WHAT THIS EXERCISE ASKS:
**a)** Write out, word for word, everything in the comment thread from "Although it's also" down to "78 would indicate.".
**b)** In the comment thread, what draft classification did Ali receive after the Army lowered its minimum score for service?

TEXT FOR ANALYSIS:
□ □ □ □ □ □ □

I personally don't buy the claim that sports figures should be "role models". Great if they are, but not a job requirement.
Craig Loehle at June 8, 2016 12:15 PM
He scored a 78 on his Army IQ test. Which may not say much as he could have tanked the score to avoid the draft. Not to mention that the IQ test was controversial at the time for its use of complex words and concepts that many who grew up poor did not understand and on which they were never educated.
Ali was originally classified 1-Y: "Not qualified under current standards for service in the armed forces." Two years later, as the war continued to escalate, the Army lowered its minimum score for service, and Ali was reclassified 1-A: "Fit for Service."
If the 78 is genuine, it may also explain his outspoken opposition to being drafted. It's possible that his opposition was motivated, at least in part, by the direct-to-the-jungle job assignment awaiting someone with his low test scores. No one wants to die anonymously in a jungle meat grinder when there's a better option out there; and Ali had a better option.
Although it's also possible there was a PR role awaiting him and he, like Elvis and Al Gore, Jr. would have sat out his term of service in a semi-safe spot with the occasional publicity photo to show that even stars get drafted. That Ali refused the draft because he genuinely opposed the war and/or the country waging it.
He was a more complex and intelligent man than an IQ of 78 would indicate.
Conan the Grammarian at June 8, 2016 12:32 PM
My recollection is that he was a member of the Nation of Islam.
Bill O Rights at June 8, 2016 12:54 PM
The majority of the world currently shares his views on race mixing.
Americans just live in a bubble.
ppen at June 8, 2016 2:21 PM
"Americans just live in a bubble"
Speaking of which, here's a black columnist upset because black judges might lose their elections and be replaced by - gasp! - a different minority.
Oh, race card. You are the Joker in the deck of American life.
Gog_Magog_Carpet_Reclaimers at June 8, 2016 5:56 PM
I dunno, I kinda though this post had a screechy SJW vibe to it. Muhammad Ali had beliefs which are non-polite and unsustainable in an inclusive framework of social kindness! Well, yeah... That's one of the ways he got famous. It didn't make him especially interesting if you had your own head straight about anything he ever said (and didn't like boxing anyway). He was famous for a lot of things that weren't exactly the Salk vaccine or the Heimlich maneuver... It's a little late in the the day to get all pissy about him. Across a lifetime, I've essentially ignored him, and it worked out great for us both. With zero investment, I know as much about a lot of vapid celebrities... That's why they're celebrities. Nobody really listen's to Cher's thoughts about mixed marriages, right?

□ □ □ □ □ □ □

RECORD SET:

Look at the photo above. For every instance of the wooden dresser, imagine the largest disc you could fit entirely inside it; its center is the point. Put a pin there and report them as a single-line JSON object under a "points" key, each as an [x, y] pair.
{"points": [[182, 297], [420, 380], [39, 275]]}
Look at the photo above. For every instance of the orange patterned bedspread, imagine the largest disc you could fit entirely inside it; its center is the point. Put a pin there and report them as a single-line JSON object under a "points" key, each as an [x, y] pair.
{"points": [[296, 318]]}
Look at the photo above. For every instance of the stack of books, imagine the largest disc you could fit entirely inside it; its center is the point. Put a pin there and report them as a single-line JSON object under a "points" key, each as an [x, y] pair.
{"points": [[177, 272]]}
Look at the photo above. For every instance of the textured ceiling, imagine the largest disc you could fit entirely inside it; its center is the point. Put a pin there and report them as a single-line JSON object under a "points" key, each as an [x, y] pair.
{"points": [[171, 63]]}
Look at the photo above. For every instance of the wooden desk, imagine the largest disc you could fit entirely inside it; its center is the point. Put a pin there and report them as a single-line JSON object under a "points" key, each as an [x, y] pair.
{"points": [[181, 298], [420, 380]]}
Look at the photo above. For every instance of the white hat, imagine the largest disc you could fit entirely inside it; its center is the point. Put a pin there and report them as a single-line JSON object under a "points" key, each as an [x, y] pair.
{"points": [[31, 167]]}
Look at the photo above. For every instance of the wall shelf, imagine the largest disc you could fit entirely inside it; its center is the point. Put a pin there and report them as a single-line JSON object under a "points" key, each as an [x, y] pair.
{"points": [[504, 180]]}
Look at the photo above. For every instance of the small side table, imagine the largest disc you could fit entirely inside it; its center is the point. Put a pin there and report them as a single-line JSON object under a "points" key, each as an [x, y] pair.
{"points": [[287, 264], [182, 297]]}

□ □ □ □ □ □ □

SOLUTIONS PER TASK:
**a)**
Although it's also possible there was a PR role awaiting him and he, like Elvis and Al Gore, Jr. would have sat out his term of service in a semi-safe spot with the occasional publicity photo to show that even stars get drafted. That Ali refused the draft because he genuinely opposed the war and/or the country waging it.
He was a more complex and intelligent man than an IQ of 78 would indicate.

**b)** 1-A: "Fit for Service."